Brief: Copy every record exactly as it appears in the data below.

------------------------------------------------------------

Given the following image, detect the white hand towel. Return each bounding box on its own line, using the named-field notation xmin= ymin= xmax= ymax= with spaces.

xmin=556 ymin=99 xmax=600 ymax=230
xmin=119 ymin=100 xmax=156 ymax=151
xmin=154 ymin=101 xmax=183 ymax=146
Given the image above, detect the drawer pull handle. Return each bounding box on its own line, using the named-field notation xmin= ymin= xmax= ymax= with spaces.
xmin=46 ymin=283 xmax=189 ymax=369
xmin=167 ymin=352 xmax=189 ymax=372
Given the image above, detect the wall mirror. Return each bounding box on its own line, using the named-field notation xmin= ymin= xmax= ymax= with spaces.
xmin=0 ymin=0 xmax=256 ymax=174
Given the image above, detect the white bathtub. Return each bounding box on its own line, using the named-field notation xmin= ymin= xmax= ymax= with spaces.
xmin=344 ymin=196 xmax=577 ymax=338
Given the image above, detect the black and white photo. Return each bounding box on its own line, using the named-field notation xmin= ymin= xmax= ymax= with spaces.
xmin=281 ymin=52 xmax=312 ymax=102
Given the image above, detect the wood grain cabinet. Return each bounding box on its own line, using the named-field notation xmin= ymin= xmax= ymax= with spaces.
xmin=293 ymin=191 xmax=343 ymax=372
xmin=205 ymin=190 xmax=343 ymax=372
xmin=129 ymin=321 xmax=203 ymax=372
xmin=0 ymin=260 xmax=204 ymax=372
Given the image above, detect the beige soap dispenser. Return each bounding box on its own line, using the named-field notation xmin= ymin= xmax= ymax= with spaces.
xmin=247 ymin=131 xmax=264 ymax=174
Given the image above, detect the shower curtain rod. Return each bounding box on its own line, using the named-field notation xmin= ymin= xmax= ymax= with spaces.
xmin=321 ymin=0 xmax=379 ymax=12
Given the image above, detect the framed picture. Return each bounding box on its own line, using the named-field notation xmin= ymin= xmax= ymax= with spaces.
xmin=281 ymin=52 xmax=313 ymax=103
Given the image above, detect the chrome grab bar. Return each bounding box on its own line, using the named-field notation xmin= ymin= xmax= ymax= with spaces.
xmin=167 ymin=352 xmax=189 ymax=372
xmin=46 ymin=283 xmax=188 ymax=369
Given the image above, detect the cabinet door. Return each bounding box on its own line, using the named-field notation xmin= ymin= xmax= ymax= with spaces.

------------------------------------------------------------

Finished task:
Given the following image, detect the white hand towel. Return each bounding box on its own line, using the named-field notation xmin= ymin= xmax= ymax= with spaces.

xmin=556 ymin=99 xmax=600 ymax=230
xmin=119 ymin=100 xmax=156 ymax=151
xmin=154 ymin=101 xmax=183 ymax=146
Given the image above, detect the drawer pull handle. Return each bounding box on its own line, using the named-field notation xmin= ymin= xmax= ymax= with spaces.
xmin=46 ymin=283 xmax=189 ymax=369
xmin=167 ymin=352 xmax=189 ymax=372
Given the image above, detect the wall mirror. Return each bounding box on its own line, using the named-field notation xmin= ymin= xmax= ymax= with spaces.
xmin=0 ymin=0 xmax=256 ymax=174
Given the image above, detect the white bathtub. Return each bounding box on its own line, using the named-field notation xmin= ymin= xmax= ymax= with spaces.
xmin=344 ymin=196 xmax=577 ymax=338
Given the image above, detect the black and white photo. Return each bounding box on its own line, using the named-field notation xmin= ymin= xmax= ymax= with spaces.
xmin=281 ymin=52 xmax=312 ymax=102
Given the image above, detect the wood grain cabinet. Return each bounding box on its own line, using the named-field notation xmin= ymin= xmax= ymax= with spaces.
xmin=293 ymin=191 xmax=343 ymax=372
xmin=205 ymin=190 xmax=343 ymax=372
xmin=129 ymin=321 xmax=203 ymax=372
xmin=0 ymin=260 xmax=204 ymax=372
Given the image above, detect the beige soap dispenser. Return each bounding box on its own line, using the named-field notation xmin= ymin= xmax= ymax= with spaces.
xmin=247 ymin=131 xmax=264 ymax=174
Given the image above, detect the shower curtain rod. Return each bounding box on its own line, using the named-field notation xmin= ymin= xmax= ymax= with spaces.
xmin=321 ymin=0 xmax=379 ymax=12
Given the image above, detect the framed picture. Return each bounding box on its own line, using the named-field notation xmin= ymin= xmax= ymax= with spaces.
xmin=281 ymin=52 xmax=313 ymax=103
Given the image above, detect the chrome grab bar. Return each bounding box on its own line, using the named-field notation xmin= ymin= xmax= ymax= with spaces.
xmin=167 ymin=352 xmax=189 ymax=372
xmin=46 ymin=283 xmax=188 ymax=369
Given the image above, detect the cabinet door. Return each bounding box on its own line, using the named-field notation xmin= ymin= xmax= ymax= with spaces.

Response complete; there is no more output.